### Supplied data:
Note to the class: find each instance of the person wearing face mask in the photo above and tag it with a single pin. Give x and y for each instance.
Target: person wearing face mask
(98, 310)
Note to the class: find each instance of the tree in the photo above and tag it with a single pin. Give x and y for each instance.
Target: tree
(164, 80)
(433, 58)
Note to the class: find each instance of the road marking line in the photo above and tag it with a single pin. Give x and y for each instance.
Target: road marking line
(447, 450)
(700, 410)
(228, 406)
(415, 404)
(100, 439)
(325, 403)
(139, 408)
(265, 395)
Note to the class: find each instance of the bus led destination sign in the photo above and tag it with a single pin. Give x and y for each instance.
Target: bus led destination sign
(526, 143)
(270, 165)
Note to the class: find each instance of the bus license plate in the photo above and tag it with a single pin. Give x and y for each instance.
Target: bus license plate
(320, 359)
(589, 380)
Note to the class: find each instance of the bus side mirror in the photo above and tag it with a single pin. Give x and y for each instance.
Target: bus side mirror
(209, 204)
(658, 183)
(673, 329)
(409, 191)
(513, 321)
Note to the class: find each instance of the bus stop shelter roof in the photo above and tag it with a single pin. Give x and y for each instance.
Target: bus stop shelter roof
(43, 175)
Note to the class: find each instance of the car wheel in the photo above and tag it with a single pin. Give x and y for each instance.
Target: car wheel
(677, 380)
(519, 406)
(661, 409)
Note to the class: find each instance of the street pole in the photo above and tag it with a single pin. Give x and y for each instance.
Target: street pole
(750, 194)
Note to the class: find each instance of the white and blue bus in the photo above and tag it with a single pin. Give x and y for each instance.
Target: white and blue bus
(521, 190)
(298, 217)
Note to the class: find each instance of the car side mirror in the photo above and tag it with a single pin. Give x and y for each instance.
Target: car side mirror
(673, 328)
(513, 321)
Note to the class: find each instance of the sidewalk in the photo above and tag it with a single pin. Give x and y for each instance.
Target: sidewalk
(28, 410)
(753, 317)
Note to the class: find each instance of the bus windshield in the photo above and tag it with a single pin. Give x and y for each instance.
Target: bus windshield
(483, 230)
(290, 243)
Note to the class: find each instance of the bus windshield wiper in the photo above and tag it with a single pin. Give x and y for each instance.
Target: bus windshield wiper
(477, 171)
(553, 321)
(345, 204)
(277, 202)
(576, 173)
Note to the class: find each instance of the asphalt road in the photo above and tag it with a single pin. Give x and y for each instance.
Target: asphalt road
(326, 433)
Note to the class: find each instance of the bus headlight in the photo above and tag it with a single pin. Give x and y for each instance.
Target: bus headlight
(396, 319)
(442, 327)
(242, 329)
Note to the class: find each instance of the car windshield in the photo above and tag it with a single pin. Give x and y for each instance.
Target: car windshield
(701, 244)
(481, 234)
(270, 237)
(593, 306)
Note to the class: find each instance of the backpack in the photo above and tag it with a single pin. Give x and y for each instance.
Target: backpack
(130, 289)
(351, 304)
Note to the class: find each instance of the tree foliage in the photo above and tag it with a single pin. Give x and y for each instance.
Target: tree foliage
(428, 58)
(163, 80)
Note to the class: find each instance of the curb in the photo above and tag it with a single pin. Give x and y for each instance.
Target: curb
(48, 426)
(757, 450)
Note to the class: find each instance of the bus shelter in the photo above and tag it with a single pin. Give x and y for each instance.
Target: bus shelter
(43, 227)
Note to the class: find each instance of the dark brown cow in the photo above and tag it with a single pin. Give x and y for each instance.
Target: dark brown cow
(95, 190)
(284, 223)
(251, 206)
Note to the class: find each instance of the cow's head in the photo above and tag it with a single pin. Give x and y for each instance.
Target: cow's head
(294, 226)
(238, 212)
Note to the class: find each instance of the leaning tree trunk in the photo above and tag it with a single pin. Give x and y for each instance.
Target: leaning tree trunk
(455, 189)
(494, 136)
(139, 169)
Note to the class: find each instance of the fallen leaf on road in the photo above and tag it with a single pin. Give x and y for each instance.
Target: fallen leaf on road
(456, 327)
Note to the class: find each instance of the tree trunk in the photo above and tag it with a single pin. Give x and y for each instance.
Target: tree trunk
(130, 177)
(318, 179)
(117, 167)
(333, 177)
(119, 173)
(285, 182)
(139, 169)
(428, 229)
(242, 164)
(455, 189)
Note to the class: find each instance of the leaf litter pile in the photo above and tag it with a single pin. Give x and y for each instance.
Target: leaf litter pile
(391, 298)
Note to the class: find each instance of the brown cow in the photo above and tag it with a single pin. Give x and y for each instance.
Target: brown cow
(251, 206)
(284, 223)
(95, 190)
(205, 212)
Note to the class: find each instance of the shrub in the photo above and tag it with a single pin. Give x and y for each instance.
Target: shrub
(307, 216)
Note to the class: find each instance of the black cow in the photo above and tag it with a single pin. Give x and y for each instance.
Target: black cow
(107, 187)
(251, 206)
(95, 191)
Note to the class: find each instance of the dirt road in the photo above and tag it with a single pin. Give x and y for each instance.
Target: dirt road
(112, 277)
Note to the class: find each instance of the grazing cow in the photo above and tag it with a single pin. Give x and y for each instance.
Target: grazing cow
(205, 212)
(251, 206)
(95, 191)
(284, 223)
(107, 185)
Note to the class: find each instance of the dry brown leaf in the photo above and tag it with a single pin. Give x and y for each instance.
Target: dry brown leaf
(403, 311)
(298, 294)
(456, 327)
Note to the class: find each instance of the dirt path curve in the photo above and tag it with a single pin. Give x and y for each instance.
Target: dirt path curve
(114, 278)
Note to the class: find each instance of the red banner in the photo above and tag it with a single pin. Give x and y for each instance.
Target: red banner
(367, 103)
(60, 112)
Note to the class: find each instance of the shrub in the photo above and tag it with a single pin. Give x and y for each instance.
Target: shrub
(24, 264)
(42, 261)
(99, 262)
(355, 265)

### Your assignment:
All entries above need to be copied verbatim.

### Answer to this problem:
Note to the class: find each instance of the person wearing face mask in the photo above and tag it with a single pin. Give x and y for each instance.
Target: person wearing face mask
(98, 310)
Note to the class: find each instance of the tree in the photo above and tag it with a single pin. Give x and y for each instance.
Target: tree
(164, 80)
(433, 58)
Note to the class: find each instance of the road marking line in the photo above and tag it with a single pin. Give x and y for each instance.
Target: road marking line
(447, 450)
(700, 410)
(228, 406)
(415, 404)
(100, 439)
(325, 403)
(139, 408)
(265, 395)
Note to the class: find each instance of the bus led destination sign in the photo above and tag it with a single pin. Give x and y for each instance.
Target: bus led destination sign
(526, 143)
(270, 165)
Note to the class: find each instance of the bus license plate in the photo above and tag it with a single pin. Give x and y for each instance.
Target: bus license plate
(320, 359)
(589, 380)
Note to the class: find each instance of the bus side mirror in the photo above and tag it with a single pin. Give x and y for each instance.
Target: bus side mirror
(209, 204)
(658, 183)
(673, 329)
(409, 191)
(513, 321)
Note to the class: find each instance of the bus stop shelter roof in the photo above and tag it with a single pin. Give x and y for each instance.
Target: bus stop shelter roof
(43, 175)
Note to the class: find each instance of the car wheel in the photo above and tag it with a single pin. Give x and y for each instance.
Target: car wheel
(677, 380)
(519, 406)
(661, 409)
Note to the class: find each instance of the street pole in the photo above and tag it with a single pin. Give x and y for each instance.
Target: street pole
(750, 194)
Note to the class: find each instance of the white and blue bus in the photo above and tag it with a single pin. Give x and y for each instance.
Target: white and blue bus
(521, 190)
(298, 217)
Note to the class: find each instance of the car side mirror in the photo above and tag it with a single pin. Give x and y for each instance.
Target: car side mirror
(673, 328)
(513, 321)
Note to the class: find each instance of the sidewalk in the photo above and tag it with a single pin. Give x and y for each instance.
Target: sidewalk
(28, 410)
(753, 317)
Note to the class: find each instance of the bus windshield in the photo above and tag it with a single pin. Give x and y for each instance.
Target: bus windshield
(483, 230)
(290, 243)
Note to the class: find each instance of the bus windshield wiper in the photo above and tag it with a single pin. Give x and y for each instance.
Target: bus windshield wiper
(477, 171)
(553, 321)
(345, 204)
(277, 202)
(576, 173)
Note to the class: find each instance of the asphalt road in the photo above and tag it with a single pin. Give x and y for each instance.
Target: asphalt road
(326, 433)
Note to the class: find each instance of the bus headlight in the photo above and tag it with a single pin. Give x and y for each instance.
Target: bus headlight
(396, 319)
(442, 327)
(242, 329)
Note to the class: find each instance of the car windshield in the photo above and tag it with a single pin. Give x and y for each instance.
Target: car windshield
(701, 244)
(481, 234)
(270, 237)
(593, 306)
Note to the class: find each instance of the backpack in the photo above and tag it with a single pin. Give x and y for each instance.
Target: backpack
(130, 289)
(351, 304)
Note to the class: find each instance of the tree foliage in the photo above and tag it with a single pin. Give x and y for each instance.
Target: tree foliage
(428, 58)
(163, 80)
Note to the class: find each instance of the curb in the photo above and tag it with a single pin. Give x and y for each instance.
Target: curb
(48, 426)
(757, 450)
Note to the class: find each instance of the bus shelter in the photo above and tag it with a single pin. Give x and y for each instance.
Target: bus shelter
(43, 227)
Note to the class: find each instance of the dark brown cow in the photo above and tag it with a single pin. Give x and y for each instance.
Target: dark brown cow
(95, 190)
(284, 223)
(251, 206)
Note to the class: find each instance of the cow's head in the photo above and tag it with a single pin. Give x and y for each instance.
Target: cow's head
(294, 226)
(238, 212)
Note to the class: find each instance of the leaning tree trunk in the photo above and tag it with a single pin. Give x and y for each instance.
Target: leaning tree trunk
(455, 189)
(494, 136)
(139, 169)
Note to the class: find each instance of the fallen leaf on road in the photo above and tag it with a single pin. Give x and y for each instance.
Target: fallen leaf on road
(456, 327)
Note to the class: find each instance of the tree trunk in the photo above and tag it with a single pin. Give x and y for each instance.
Target: tree trunk
(130, 177)
(318, 179)
(117, 167)
(333, 177)
(119, 173)
(285, 182)
(139, 169)
(428, 229)
(242, 164)
(455, 189)
Note to the class: find each instance of the leaf litter pile in the photo above and tag it with a single pin. Give x and y for each instance.
Target: leaf litter pile
(391, 298)
Note to the class: find each instance of the brown cow in the photo above and tag it with a single pin. Give x and y for each instance.
Target: brown cow
(251, 206)
(284, 223)
(95, 190)
(205, 212)
Note to the class: find each instance of the shrub in the photo above and tag it with a single pin. Give x and y for each instance.
Target: shrub
(307, 216)
Note to the class: find each instance of the black cow in the photo above and tag it with a single pin. Give x and y for each instance.
Target: black cow
(107, 187)
(251, 206)
(95, 191)
Note to the class: find each instance of the dirt road in the photo above and tag it with a single pin. Give x and y for each instance.
Target: dirt road
(112, 277)
Note to the class: find each instance of the grazing cow in the photo above and tag it with a single pin. Give x and y for each instance.
Target: grazing cow
(205, 212)
(251, 206)
(95, 191)
(284, 223)
(107, 185)
Note to the class: find each instance of the dry brown leaf in the photo above and tag it with a single pin. Give x and y for each instance.
Target: dry brown leaf
(403, 311)
(298, 294)
(456, 327)
Note to the class: find each instance of the dirt path curve in the photo above and tag it with a single pin. Give x and y for each instance.
Target: dirt path curve
(114, 278)
Note to the class: find each instance of the red banner in the photo above and tag it with a single pin. Give x and y for each instance.
Target: red banner
(367, 103)
(60, 112)
Note to the class: find each instance of the shrub in the photo above and tag it with a single pin. Give x and y for each instance.
Target: shrub
(24, 264)
(42, 261)
(99, 262)
(355, 265)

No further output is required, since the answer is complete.